* _WHAT YOU ARE ASKED TO DO_
Leave out the pictures and repeat exactly the lines from the one containing "Target: yellow dumpster" through the end of the records.

* _RECORD EXCERPTS_
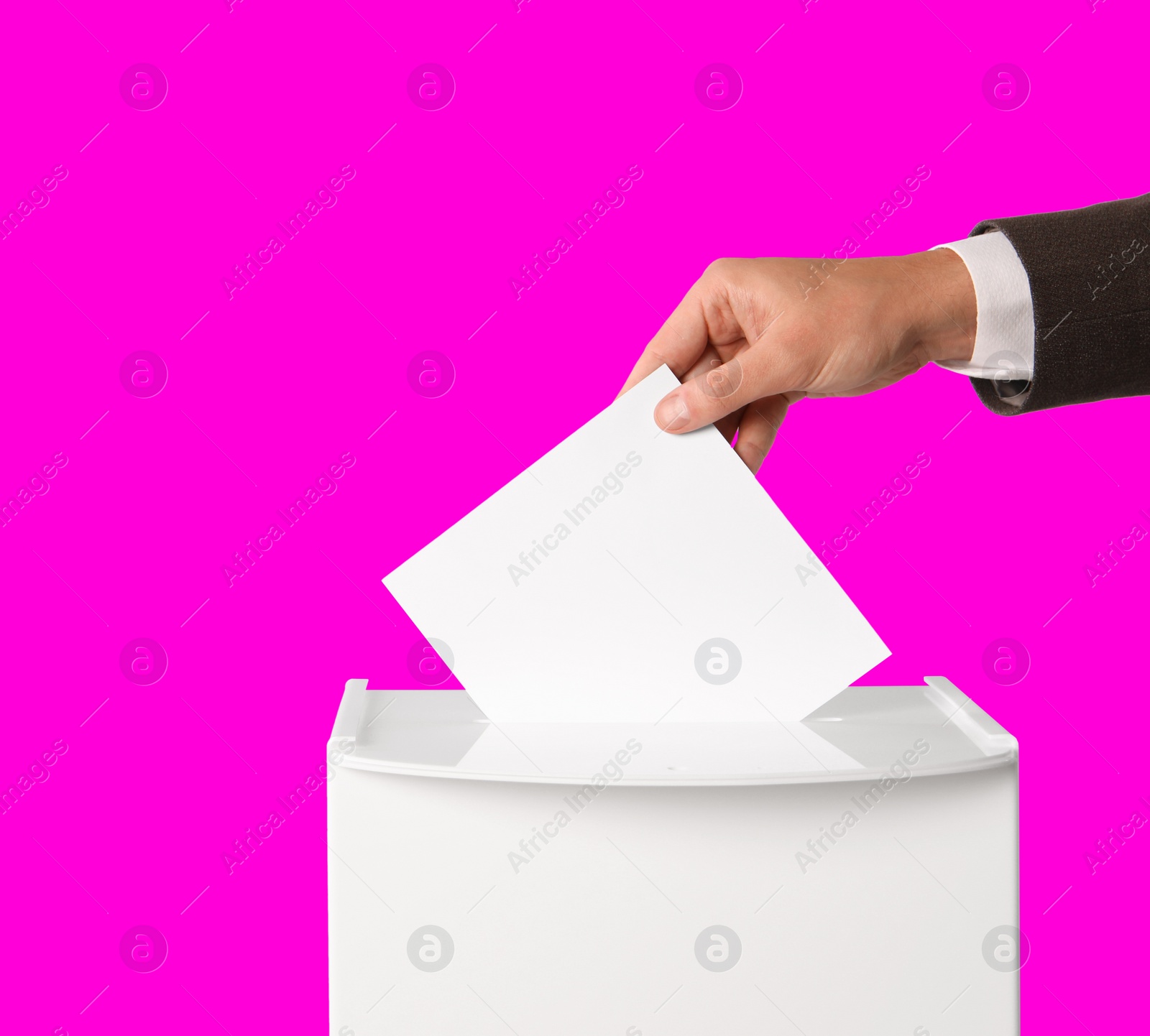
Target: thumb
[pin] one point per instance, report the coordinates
(714, 394)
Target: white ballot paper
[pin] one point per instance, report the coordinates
(630, 575)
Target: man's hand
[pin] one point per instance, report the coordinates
(753, 336)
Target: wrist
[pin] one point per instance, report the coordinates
(942, 312)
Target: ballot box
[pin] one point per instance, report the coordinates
(854, 874)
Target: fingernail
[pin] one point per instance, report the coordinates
(671, 414)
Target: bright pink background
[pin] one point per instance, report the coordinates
(298, 369)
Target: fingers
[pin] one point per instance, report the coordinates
(758, 429)
(722, 390)
(678, 343)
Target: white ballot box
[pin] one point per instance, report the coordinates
(854, 873)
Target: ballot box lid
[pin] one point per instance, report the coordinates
(865, 733)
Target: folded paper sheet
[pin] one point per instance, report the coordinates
(632, 575)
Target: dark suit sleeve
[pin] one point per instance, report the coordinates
(1090, 273)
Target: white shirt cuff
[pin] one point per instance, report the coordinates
(1004, 343)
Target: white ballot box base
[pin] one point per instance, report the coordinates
(856, 873)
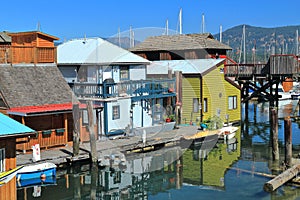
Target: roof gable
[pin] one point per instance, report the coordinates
(9, 126)
(179, 42)
(28, 85)
(193, 66)
(4, 37)
(95, 51)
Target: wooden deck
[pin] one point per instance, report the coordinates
(280, 66)
(117, 148)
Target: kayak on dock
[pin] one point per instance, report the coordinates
(39, 170)
(6, 176)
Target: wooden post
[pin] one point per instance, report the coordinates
(94, 181)
(76, 132)
(66, 127)
(92, 132)
(282, 178)
(274, 134)
(288, 141)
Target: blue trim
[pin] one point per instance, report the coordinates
(105, 117)
(117, 117)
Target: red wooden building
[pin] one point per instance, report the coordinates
(28, 47)
(33, 91)
(10, 131)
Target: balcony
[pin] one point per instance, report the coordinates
(141, 89)
(23, 54)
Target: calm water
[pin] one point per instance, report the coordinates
(211, 170)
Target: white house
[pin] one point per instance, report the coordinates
(115, 79)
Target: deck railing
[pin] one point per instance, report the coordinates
(22, 54)
(125, 88)
(278, 65)
(244, 70)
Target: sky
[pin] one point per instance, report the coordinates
(67, 19)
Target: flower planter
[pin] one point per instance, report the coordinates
(60, 131)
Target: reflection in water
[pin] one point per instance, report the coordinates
(232, 169)
(145, 175)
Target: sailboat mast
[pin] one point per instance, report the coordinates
(203, 24)
(244, 38)
(297, 43)
(167, 27)
(221, 33)
(119, 36)
(180, 21)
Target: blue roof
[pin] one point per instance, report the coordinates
(9, 126)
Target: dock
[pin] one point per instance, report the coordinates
(113, 151)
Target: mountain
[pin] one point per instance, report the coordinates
(266, 41)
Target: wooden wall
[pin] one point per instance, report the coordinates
(8, 191)
(43, 41)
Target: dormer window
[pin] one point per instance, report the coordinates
(124, 72)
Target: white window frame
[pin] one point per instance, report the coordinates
(232, 102)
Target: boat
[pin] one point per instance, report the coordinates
(228, 132)
(6, 176)
(38, 170)
(36, 182)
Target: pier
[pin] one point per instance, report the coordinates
(112, 151)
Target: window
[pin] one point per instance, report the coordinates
(124, 72)
(195, 105)
(205, 106)
(232, 102)
(116, 112)
(2, 160)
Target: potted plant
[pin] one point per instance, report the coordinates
(170, 118)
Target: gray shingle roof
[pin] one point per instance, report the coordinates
(179, 42)
(25, 85)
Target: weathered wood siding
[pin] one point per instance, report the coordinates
(190, 90)
(51, 131)
(43, 41)
(8, 191)
(217, 90)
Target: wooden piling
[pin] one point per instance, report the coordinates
(274, 134)
(76, 132)
(92, 132)
(282, 178)
(288, 141)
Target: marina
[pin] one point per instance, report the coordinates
(169, 116)
(236, 169)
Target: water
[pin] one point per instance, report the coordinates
(211, 171)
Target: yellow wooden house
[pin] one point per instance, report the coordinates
(202, 89)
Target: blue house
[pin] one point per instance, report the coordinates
(115, 80)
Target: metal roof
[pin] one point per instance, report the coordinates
(95, 51)
(195, 66)
(9, 126)
(31, 110)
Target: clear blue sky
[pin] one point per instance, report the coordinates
(73, 19)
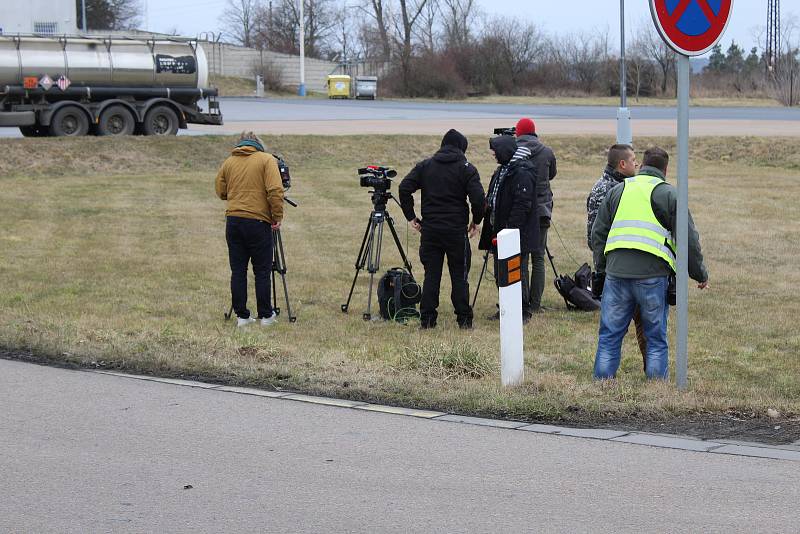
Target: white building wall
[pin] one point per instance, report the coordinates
(46, 16)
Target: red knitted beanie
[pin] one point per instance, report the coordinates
(525, 126)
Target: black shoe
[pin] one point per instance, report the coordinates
(427, 324)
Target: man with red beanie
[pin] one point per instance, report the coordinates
(544, 169)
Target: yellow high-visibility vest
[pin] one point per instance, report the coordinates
(635, 226)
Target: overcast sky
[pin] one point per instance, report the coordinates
(192, 17)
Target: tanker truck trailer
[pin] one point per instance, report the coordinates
(71, 86)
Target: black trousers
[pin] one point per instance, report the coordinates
(249, 240)
(434, 246)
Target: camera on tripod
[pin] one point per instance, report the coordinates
(377, 177)
(283, 168)
(506, 131)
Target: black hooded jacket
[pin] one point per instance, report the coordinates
(544, 170)
(515, 199)
(447, 180)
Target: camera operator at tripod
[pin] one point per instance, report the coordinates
(511, 203)
(446, 180)
(250, 181)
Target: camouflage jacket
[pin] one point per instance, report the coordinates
(599, 191)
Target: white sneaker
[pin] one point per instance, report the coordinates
(269, 321)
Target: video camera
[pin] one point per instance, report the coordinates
(506, 131)
(286, 178)
(377, 177)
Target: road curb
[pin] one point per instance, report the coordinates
(660, 441)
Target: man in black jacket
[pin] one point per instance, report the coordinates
(511, 203)
(446, 180)
(544, 170)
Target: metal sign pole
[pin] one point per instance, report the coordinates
(302, 89)
(624, 131)
(682, 354)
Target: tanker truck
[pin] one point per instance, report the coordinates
(71, 86)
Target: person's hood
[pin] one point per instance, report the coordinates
(244, 151)
(247, 147)
(531, 142)
(614, 174)
(652, 171)
(504, 146)
(449, 154)
(455, 139)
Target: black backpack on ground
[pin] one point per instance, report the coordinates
(398, 295)
(577, 291)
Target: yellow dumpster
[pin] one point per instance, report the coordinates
(338, 86)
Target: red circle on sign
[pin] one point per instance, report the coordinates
(667, 21)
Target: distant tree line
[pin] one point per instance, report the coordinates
(449, 48)
(109, 14)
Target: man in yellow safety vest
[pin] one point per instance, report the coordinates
(634, 251)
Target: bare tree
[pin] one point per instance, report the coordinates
(381, 14)
(238, 20)
(585, 55)
(277, 27)
(410, 11)
(657, 51)
(459, 19)
(109, 14)
(785, 76)
(427, 32)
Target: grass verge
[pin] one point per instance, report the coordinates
(113, 255)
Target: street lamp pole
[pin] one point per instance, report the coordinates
(624, 131)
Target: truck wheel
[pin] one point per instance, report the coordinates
(116, 120)
(69, 121)
(34, 131)
(161, 120)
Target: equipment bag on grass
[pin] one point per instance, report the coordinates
(398, 295)
(577, 291)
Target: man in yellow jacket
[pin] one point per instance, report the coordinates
(250, 182)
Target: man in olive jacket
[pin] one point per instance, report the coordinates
(633, 246)
(250, 182)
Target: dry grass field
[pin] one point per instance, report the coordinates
(112, 255)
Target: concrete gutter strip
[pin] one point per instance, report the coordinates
(665, 441)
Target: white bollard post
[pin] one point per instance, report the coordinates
(259, 86)
(509, 280)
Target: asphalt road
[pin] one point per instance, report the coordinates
(326, 117)
(84, 452)
(251, 109)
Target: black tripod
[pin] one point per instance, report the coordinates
(279, 268)
(369, 254)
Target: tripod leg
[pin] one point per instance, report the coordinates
(480, 278)
(360, 260)
(550, 257)
(281, 261)
(399, 245)
(374, 264)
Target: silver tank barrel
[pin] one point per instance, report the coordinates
(103, 62)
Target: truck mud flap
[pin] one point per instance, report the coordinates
(17, 118)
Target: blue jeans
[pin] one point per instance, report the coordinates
(620, 297)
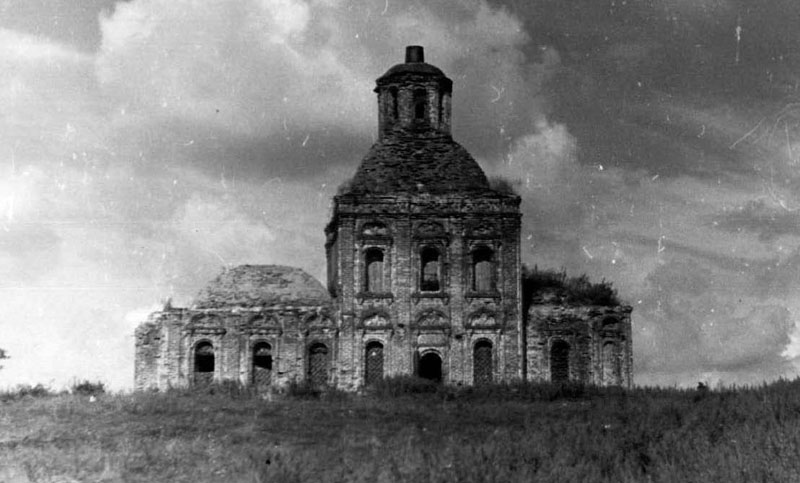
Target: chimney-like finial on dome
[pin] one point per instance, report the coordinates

* _ANSWER TO THE PROBLEM_
Target: yellow dumpster
[pin] one point per instance, report the coordinates
(338, 86)
Target: red circle on sign
[pin] one point per instance, report the coordinates
(667, 21)
Target: distant tree line
[pin] one point per instance, report the coordinates
(449, 48)
(109, 14)
Target: man in yellow safety vest
[pin] one point per instance, report the coordinates
(634, 251)
Target: bare tree
[pin] one point per instance, report the coordinates
(381, 14)
(238, 20)
(585, 55)
(277, 27)
(410, 11)
(657, 51)
(459, 19)
(109, 14)
(785, 76)
(427, 32)
Target: grass verge
[pin] one point per instance, report the coordinates
(113, 255)
Target: street lamp pole
[pin] one point per instance, report the coordinates
(624, 131)
Target: truck wheel
[pin] one point per instance, report the coordinates
(116, 120)
(69, 121)
(34, 131)
(161, 120)
Target: equipment bag on grass
[pin] one point per instance, report the coordinates
(398, 295)
(577, 291)
Target: man in yellow jacket
[pin] one point per instance, report the coordinates
(250, 182)
Target: man in olive jacket
[pin] one point per instance, report the coordinates
(633, 246)
(250, 182)
Target: dry grass field
[pin] one point per instance, report the coordinates
(112, 255)
Target: concrete gutter strip
[pin] one point per instance, report the coordinates
(665, 441)
Target: white bollard post
[pin] one point per instance, report the coordinates
(259, 86)
(509, 280)
Target: asphalt road
[pin] one point per instance, report the coordinates
(326, 117)
(84, 452)
(251, 109)
Target: black tripod
[pin] one point per instance, report the coordinates
(279, 268)
(369, 254)
Target: tripod leg
[pin] one point per instance, report the coordinates
(480, 278)
(360, 260)
(550, 257)
(281, 261)
(399, 245)
(374, 264)
Target: silver tank barrel
[pin] one point per instance, report the coordinates
(103, 62)
Target: truck mud flap
[pin] one point per instance, report the coordinates
(17, 118)
Target: blue jeans
[pin] one point per instance, report the coordinates
(620, 297)
Target: chimney-like finial on dome
[pin] one point per instance, report the coordinates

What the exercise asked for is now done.